### TASK STATEMENT
Leaving out all images, write out the records that follow exactly.

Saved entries
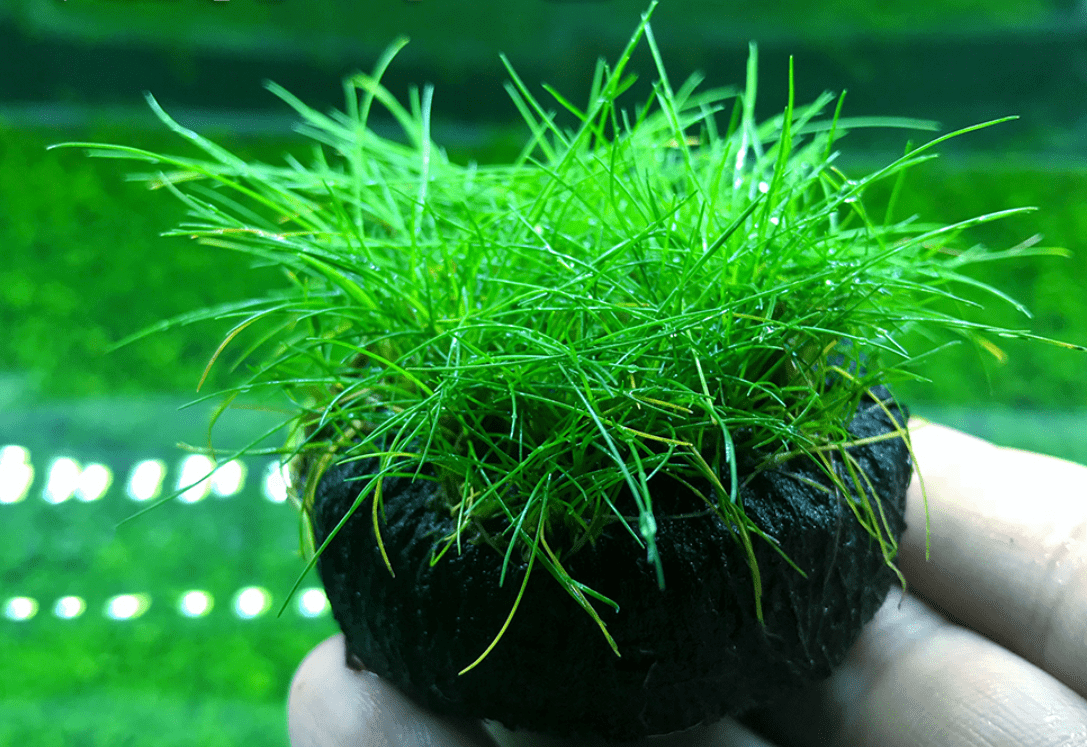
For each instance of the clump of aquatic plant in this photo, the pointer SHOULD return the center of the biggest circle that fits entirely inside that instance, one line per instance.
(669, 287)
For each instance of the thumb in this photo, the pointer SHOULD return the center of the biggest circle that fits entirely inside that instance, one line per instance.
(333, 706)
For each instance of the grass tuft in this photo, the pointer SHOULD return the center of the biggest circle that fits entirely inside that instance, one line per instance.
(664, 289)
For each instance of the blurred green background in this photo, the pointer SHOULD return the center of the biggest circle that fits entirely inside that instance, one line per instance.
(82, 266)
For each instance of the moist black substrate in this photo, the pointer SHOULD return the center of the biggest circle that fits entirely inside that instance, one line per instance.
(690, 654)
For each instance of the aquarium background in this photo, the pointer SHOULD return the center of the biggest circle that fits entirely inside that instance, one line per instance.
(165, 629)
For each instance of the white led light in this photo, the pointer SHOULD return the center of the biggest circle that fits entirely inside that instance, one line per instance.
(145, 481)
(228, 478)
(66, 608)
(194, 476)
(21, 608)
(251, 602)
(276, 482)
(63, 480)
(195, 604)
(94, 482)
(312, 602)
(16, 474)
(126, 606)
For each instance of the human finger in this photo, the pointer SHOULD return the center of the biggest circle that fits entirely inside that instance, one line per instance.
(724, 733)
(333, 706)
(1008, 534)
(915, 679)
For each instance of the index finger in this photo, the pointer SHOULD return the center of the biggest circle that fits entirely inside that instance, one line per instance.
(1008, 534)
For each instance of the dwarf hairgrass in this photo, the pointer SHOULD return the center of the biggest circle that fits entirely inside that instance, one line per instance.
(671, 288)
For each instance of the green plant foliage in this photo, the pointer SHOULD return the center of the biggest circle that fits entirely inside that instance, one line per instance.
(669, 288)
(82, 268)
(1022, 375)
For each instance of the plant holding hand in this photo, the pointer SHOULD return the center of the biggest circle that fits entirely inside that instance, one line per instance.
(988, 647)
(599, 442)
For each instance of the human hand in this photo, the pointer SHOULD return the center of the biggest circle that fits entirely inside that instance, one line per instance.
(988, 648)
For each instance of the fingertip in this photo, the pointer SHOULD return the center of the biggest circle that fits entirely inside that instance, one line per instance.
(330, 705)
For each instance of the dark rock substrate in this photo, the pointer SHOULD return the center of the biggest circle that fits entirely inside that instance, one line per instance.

### EXPECTED ANSWER
For each instance of the clump of aquatic plant in this photo, the pointer SHOULD return the center of the biggest circle that fits entirely inside that instance, one line per instance.
(669, 287)
For each instance of the thumb in this photo, the pointer SHOULD return the center of the biggest circle that fits entirely inside that instance, one line per instance.
(333, 706)
For each instance of the grass tuft in this photo, the pointer SHOULD return the center of the biggest circle that fits entirely inside that instance, one line per instance.
(664, 289)
For each instance of the blurred green background in this photo, the pointer SHOULD return the center of the biggest circle that fits entirely inside that instance, one line per instance.
(82, 266)
For each instance of the moist black substrate in this photo, the pointer SHOULD return the center of the biggest circle that fits entirely inside that instance, one line per instance.
(690, 654)
For each instance of the aquarium background in this photo, the pointer SHOULD return the center of the biggest circle that fits entirely inside that instance, one line per instance.
(165, 629)
For each instance of the white led light in this photo, the pointer SHOULD return the center of the biggest circle that fits entirely inside that instance, one line per instance.
(145, 481)
(228, 478)
(66, 608)
(194, 476)
(21, 608)
(251, 602)
(276, 482)
(63, 480)
(195, 604)
(94, 482)
(312, 602)
(16, 474)
(126, 606)
For each instance of the human finger in this photo, the pointer SHOULD return the center of the biggest circle that fits entirely inside that instance, one line per instance.
(724, 733)
(333, 706)
(1008, 534)
(915, 679)
For each instance of the index finger in this photo, the pointer SHOULD return the center of the biggest circle that fits entirely inside that instance, one line per instance.
(1008, 534)
For each instance of the dwarf hairgrass in this photo, the pointer SHOULD return the center of the biggest circle that fits entirely inside that instance, one line per instance.
(671, 288)
For each instance of the green plant foliage in this photo, the pointer SHOULD return the center of the biggest circle that fits entirely inside that instance, one line per instance.
(669, 288)
(82, 268)
(1022, 375)
For each instance of the plant holding hand in this photo, the pointer SHOULD return the center of the biggest circle that fits entirely inside that instance, one line per instance.
(988, 647)
(599, 442)
For each instance of the human hand in this photo, the pointer SHOULD return the center of the biggest circle that fits entirely inside that instance, one line per instance.
(988, 648)
For each instance of the fingertip in this photo, the pointer SHOULD return the center of the biggest circle that fits entirely inside that instance, one line per instance.
(330, 705)
For each instance of the dark rock substrate in this photo, the pointer SHOULD return the center of the biggest circle that fits entirely inside that instance, one line per instance.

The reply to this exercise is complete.